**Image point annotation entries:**
____

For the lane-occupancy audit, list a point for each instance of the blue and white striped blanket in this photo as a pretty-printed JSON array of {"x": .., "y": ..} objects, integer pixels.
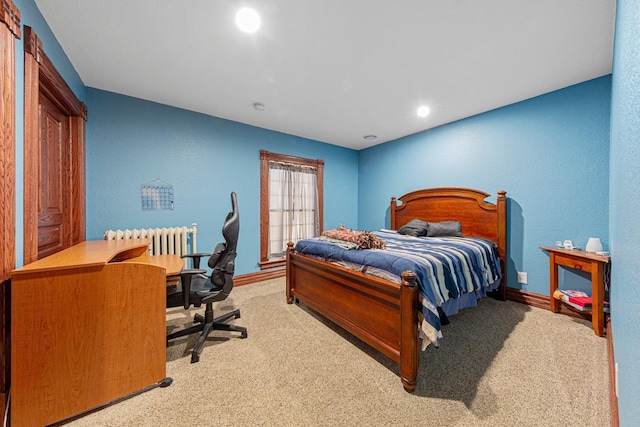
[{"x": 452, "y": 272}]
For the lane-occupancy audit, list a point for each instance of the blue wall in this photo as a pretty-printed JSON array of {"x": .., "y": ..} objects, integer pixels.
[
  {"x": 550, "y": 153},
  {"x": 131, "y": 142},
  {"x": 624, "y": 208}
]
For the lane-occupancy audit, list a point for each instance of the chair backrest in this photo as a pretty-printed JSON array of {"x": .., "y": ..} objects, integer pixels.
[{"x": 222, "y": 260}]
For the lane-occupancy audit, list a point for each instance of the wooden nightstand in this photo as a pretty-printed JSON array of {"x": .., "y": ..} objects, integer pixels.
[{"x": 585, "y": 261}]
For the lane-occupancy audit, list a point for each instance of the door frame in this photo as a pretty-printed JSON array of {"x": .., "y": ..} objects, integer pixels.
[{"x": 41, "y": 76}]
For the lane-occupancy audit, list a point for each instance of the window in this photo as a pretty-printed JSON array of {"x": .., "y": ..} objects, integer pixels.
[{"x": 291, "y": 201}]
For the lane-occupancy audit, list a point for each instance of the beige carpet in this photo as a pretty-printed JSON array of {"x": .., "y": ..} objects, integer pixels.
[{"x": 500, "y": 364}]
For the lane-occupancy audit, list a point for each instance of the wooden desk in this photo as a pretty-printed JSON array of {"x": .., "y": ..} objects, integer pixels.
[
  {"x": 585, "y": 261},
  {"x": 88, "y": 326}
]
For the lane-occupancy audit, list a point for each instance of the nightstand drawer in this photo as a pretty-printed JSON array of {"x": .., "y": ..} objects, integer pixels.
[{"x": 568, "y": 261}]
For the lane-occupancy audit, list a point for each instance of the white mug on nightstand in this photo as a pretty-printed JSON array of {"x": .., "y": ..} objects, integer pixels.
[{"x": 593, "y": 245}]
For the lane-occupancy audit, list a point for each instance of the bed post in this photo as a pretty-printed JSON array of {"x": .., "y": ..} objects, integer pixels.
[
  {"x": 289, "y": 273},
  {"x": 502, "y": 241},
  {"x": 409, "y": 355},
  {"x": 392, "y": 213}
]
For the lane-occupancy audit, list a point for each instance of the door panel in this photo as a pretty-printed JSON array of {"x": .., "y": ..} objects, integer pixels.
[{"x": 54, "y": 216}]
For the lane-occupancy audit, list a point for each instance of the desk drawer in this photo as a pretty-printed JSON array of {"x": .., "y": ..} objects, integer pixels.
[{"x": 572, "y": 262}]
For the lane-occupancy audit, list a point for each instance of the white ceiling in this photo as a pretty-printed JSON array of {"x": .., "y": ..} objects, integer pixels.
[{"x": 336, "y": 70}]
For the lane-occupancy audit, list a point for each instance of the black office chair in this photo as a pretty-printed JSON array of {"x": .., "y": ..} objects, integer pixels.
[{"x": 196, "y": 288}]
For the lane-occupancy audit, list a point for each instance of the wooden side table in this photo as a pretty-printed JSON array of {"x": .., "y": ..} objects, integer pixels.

____

**Aim:** Restate the full listing verbatim and drop every picture.

**Solution to the problem:**
For the lane-occupancy audit, list a point for each instance of the blue and white striped blanket in this photo as a pretty-printed JSON array of {"x": .., "y": ..} objects, integer pixels.
[{"x": 452, "y": 272}]
For the lane-occupancy audit, list a point for each instance of the blue wall in this photo as a pretty-printed JSON array of {"x": .., "y": ..} objects, integer pixels.
[
  {"x": 550, "y": 153},
  {"x": 131, "y": 142},
  {"x": 624, "y": 208}
]
For the lane-occupancy audit, list a point for each instance of the chair backrest in this photo as a pretty-printed JSON array of {"x": .., "y": ..} objects, integer pixels.
[{"x": 222, "y": 260}]
For the lane-occupancy audit, list a point for each instance of the wooden nightstand in this photo as a pretty-printed JSON array of {"x": .., "y": ..} objects, integer pixels.
[{"x": 585, "y": 261}]
For the lane-occupancy audit, list a point for each instance of the door frame in this photo as a pretty-printed JSON array of {"x": .., "y": ..} objects, integer pixels.
[{"x": 41, "y": 76}]
For the lane-occupancy audit, list a point for each instance of the window in this photo as a pretty-printed JSON array of {"x": .., "y": ..} objects, integer pixels.
[{"x": 291, "y": 201}]
For the lane-occupancy audit, list a point for each instance of the beige carpet in this photo as a pretty-printed JSON array of {"x": .., "y": ..} objects, integer pixels.
[{"x": 500, "y": 364}]
For the lane-occupancy audit, list a point for each instance of the wooden desk in this photo as a pretty-printed JSON array of {"x": .., "y": ..} objects, integer pixels.
[
  {"x": 585, "y": 261},
  {"x": 88, "y": 326}
]
For the lane-occupancy audit, list a point for each instance of the nightstand drawer in this photo as a pretty-printed JSON array of {"x": .., "y": ..} objects, integer pixels.
[{"x": 568, "y": 261}]
For the lane-occupancy audit, list a point for each instance of the white mug on nightstand in this photo as a pretty-printed JSON array of {"x": .., "y": ..} objects, integer pixels.
[{"x": 593, "y": 245}]
For the lane-occupancy audit, list a point for each instance of the bed post in this photo as a pretty-printed JSON array of {"x": .., "y": ..} objects, integer pixels.
[
  {"x": 289, "y": 273},
  {"x": 502, "y": 241},
  {"x": 409, "y": 355},
  {"x": 392, "y": 213}
]
For the lane-occupancy audit, list a point for each instance of the door panel in this photo as a pretty-printed JSON array of {"x": .., "y": ..} objects, integer pixels.
[{"x": 54, "y": 216}]
For the lane-occupancy audit, list a point for each instance of the desk drawer in this photo as a pretty-printed JSON array of {"x": .., "y": ..} objects, integer pixels.
[{"x": 572, "y": 262}]
For the lane-occupancy audit, list a point for each instance of the white ceiling in this photo as a pretty-printed JSON array of {"x": .., "y": ..} objects, integer pixels.
[{"x": 336, "y": 70}]
For the lane-occupancy audit, list a point for each instance of the black office chair in this photo as a pretty-printed JSON array of {"x": .., "y": ..} objects, integer pixels.
[{"x": 196, "y": 288}]
For the lane-occupancy audit, list a point for each instance of the wooden side table in this photo as a pretty-printed JSON array of {"x": .., "y": ..} objects, integer pixels.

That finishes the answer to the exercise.